◆ Text provided:
<<<<
Ancient Roman Baths
Bathing played a major part in ancient Roman culture and society. Bathing was one of the most common daily activities in Roman culture, and was practiced across a wide variety of social classes. Though many contemporary cultures see bathing as a very private activity conducted in the home, bathing in Rome was a communal activity.
Bathing in Greek and Roman Times
Some of the earliest descriptions of western bathing practices came from Greece. The Greeks began bathing regimens that formed the foundation for modern spa procedures. These Aegean people utilized small bathtubs, wash basins, and foot baths for personal cleanliness. The earliest such findings are the baths in the palace complex at Knossos, Crete, and the luxurious alabaster bathtubs excavated in Akrotiri, Santorini; both date from the mid-2nd millennium BC. They established public baths and showers within their gymnasium complexes for relaxation and personal hygiene.
Greek mythology specified that certain natural springs or tidal pools were blessed by the gods to cure disease. Around these sacred pools, Greeks established bathing facilities for those desiring healing. Supplicants left offerings to the gods for healing at these sites and bathed themselves in hopes of a cure. The Spartans developed a primitive vapor bath.
At Serangeum, an early Greek balneum (bathhouse, loosely translated), bathing chambers were cut into the hillside from which the hot springs issued. A series of niches cut into the rock above the chambers held bathers' clothing. One of the bathing chambers had a decorative mosaic floor depicting a driver and chariot pulled by four horses, a woman followed by two dogs, and a dolphin below. Thus, the early Greeks used the natural features, but expanded them and added their own amenities, such as decorations and shelves. During later Greek civilization, bathhouses were often built in conjunction with athletic fields.
>>>>
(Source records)
<<<<
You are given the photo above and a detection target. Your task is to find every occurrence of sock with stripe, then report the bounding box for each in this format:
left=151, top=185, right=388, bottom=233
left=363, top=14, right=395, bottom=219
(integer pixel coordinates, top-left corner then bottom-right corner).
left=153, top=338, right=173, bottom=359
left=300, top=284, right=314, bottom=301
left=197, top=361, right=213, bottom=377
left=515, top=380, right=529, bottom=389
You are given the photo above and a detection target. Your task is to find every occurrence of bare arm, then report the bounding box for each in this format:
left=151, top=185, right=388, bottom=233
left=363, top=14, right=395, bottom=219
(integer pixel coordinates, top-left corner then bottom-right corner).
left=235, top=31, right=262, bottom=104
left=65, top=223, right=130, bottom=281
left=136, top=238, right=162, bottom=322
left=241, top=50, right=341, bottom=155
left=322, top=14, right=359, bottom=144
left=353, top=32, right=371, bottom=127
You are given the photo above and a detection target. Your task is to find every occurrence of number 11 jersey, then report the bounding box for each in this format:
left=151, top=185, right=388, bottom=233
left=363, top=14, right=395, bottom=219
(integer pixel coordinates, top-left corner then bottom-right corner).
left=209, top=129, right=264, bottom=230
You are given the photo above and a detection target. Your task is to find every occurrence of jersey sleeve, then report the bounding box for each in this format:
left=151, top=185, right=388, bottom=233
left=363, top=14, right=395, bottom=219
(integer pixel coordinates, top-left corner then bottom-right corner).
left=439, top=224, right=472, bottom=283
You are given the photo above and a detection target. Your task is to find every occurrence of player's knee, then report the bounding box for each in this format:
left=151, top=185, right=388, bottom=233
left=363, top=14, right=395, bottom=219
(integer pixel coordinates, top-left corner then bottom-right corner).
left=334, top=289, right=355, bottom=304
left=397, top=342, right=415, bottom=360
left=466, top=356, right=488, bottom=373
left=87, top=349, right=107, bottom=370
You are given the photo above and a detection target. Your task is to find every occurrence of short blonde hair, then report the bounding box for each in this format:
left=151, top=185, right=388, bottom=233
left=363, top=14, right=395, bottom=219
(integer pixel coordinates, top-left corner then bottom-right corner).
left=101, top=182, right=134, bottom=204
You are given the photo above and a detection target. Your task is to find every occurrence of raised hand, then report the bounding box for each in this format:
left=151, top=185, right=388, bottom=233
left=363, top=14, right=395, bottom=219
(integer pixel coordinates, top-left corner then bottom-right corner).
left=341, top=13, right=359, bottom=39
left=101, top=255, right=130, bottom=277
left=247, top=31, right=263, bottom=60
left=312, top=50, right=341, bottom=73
>>>>
◆ Check your understanding:
1 – In the text on ancient Roman baths, who developed a primitive vapor bath?
2 – Please continue the text on ancient Roman baths after its last sentence.
The listing plays no part in what is asked here.

◆ Exercise responses:
1 – The Spartans.

2 –
The Romans emulated many of the Greeks bathing practices, Romans surpassed the Greeks in the size of their baths. As in Greece, the Roman bath became a focal center for social and recreational activity. As the Roman Empire expanded, the idea of the public bath spread to all parts of the Mediterranean and into regions of Europe and North Africa. With the construction of the aqueducts, the Romans had enough water not only for domestic, agricultural, and industrial uses, but also for their leisurely pursuits. The aqueducts provided water that was later heated for use in the baths. Today, the extent of the Roman bath is revealed at ruins and in archaeological excavations in Europe, Africa, and the Middle East.
These Roman baths varied from simple to exceedingly elaborate structures, and they varied in size, arrangement, and decoration. In taking a Roman bath, the bather induced sweating by gradually exposing himself to increasing temperatures. To accommodate this ritual, all Roman bathhouses contained a series of rooms which got progressively hotter. Most contained an apodyterium - a room just inside the entrance where the bather stored his clothes. Next, the bather progressed into the frigidarium (cold room) with its tank of cold water, the tepidarium (warm room), and finally the caldarium (hot room). The caldarium, heated by a brazier underneath the hollow floor, contained cold-water basins which the bather could use for cooling. After taking this series of sweat and/or immersion baths, the bather returned to the cooler tepidarium for a massage with oils and final scraping with metal implements. Some baths also contained a laconium (a dry, resting room) where the bather completed the process by resting and sweating.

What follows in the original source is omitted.